**Work to be completed:**
Reproduce the data below line for line, without changing any character.

**Excerpted records:**
-------------------------

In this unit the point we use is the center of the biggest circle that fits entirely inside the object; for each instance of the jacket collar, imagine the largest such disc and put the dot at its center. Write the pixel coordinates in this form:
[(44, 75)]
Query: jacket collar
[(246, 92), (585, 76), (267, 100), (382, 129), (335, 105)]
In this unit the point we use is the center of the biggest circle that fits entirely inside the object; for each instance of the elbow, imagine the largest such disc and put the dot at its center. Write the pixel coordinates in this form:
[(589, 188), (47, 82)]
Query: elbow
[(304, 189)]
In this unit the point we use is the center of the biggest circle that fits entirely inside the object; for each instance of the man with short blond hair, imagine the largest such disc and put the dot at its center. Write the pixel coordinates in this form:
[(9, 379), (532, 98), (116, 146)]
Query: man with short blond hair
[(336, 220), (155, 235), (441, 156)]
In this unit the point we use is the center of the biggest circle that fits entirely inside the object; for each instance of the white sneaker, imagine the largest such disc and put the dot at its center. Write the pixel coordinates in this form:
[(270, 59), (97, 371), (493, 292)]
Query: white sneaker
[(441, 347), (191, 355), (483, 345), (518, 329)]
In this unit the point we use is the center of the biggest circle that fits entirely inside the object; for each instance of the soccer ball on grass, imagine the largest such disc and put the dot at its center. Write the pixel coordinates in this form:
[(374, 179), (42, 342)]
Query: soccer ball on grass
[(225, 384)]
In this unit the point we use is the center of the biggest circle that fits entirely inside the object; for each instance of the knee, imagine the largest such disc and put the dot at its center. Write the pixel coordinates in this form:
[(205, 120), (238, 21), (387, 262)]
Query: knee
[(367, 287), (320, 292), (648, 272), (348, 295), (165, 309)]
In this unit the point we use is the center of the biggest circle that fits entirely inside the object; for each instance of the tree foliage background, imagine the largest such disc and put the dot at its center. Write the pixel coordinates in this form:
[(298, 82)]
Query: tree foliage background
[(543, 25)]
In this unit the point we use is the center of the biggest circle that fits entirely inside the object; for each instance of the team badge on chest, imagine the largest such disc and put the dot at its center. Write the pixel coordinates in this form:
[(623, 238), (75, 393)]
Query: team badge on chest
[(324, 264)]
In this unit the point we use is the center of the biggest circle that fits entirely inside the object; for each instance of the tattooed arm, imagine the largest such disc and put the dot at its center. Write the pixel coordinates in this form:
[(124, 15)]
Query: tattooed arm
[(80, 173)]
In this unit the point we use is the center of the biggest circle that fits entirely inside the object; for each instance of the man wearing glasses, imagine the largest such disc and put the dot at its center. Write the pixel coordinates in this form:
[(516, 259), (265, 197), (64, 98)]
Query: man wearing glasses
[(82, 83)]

-------------------------

**Answer to the task:**
In this unit the point we use is the center of the biggest circle that fits entirely inside the object; for each instance of the jacket collar, imagine the largest such disc and put the dot at its center. Write the pixel coordinates in this form:
[(44, 75)]
Query: jacket collar
[(246, 92), (585, 76), (267, 100), (382, 129), (335, 105)]
In this unit the point we use is the center of the biggest circle that fits entirely inside the object; for each instance of the elbow, imagine the largest such disc and put the dot at its center. Write the pixel coordinates in this form:
[(589, 188), (47, 82)]
Query: elbow
[(304, 189)]
In this unit the point we use is the center of the biggest circle that fits entirely inside the object; for each instance of the man with short blond hair, imagine the largest such disc and put the dot at its center. Write the pixel coordinates in this form:
[(9, 379), (532, 98), (116, 146)]
Query: man with short blond hair
[(336, 220), (155, 235), (441, 156)]
In this unit the point we use is the center of the biggest circle that fits entirely inside the object; for each instance of the white sneaker, imagine the largest such disc and put the dot at its center. Write the pixel coordinates in this form:
[(270, 59), (97, 371), (493, 292)]
Query: white sneaker
[(441, 347), (191, 355), (483, 345), (518, 329)]
In this unit the point we use is the center of the biggest circle that fits entirely inside the object; for each instance of the soccer ball on grass, imagine the largest such disc and put the dot at its center. Write the pixel coordinates in this form:
[(374, 179), (42, 342)]
Query: soccer ball on grass
[(225, 384)]
In this unit the point we use is the center of the biggest circle that fits entirely inside the object; for each instance of the knee, imagine the largest such disc and put the dot at its center. Write the pixel coordinates in this form:
[(205, 120), (238, 21), (387, 262)]
Query: knee
[(367, 287), (320, 292), (648, 272), (348, 295), (165, 309)]
In this unit the point we use is the center of the biggest circle that fits entirely inside the object; for each instance of the tree foliage background, imagine the largest such disc and put the dot at its center. Write the pixel coordinates in this form:
[(298, 82)]
Query: tree foliage background
[(543, 25)]
In this unit the point we use is the center of the biggest circle that fits entirely inside the object; for each instance of the team badge on chest, imagine the largest such disc and put the dot at its center. Write the pixel coordinates in this form:
[(623, 238), (75, 393)]
Query: team badge on chest
[(324, 264)]
In this unit the point we use is the center of the biggest circle that fits entirely inside the object; for each instance of the tattooed arm, imagine the largest such disc and put the dot at its center. Write the pixel coordinates in this form:
[(124, 15)]
Query: tattooed arm
[(80, 173)]
In this unit the point we use is the center of the biggest circle that fits entirely inside the object; for each instance of the man wearing glasses, imagine the largest such disc and put the dot at its center. Write the pixel coordinates in this form:
[(516, 259), (265, 197), (64, 98)]
Query: man wearing glasses
[(82, 83)]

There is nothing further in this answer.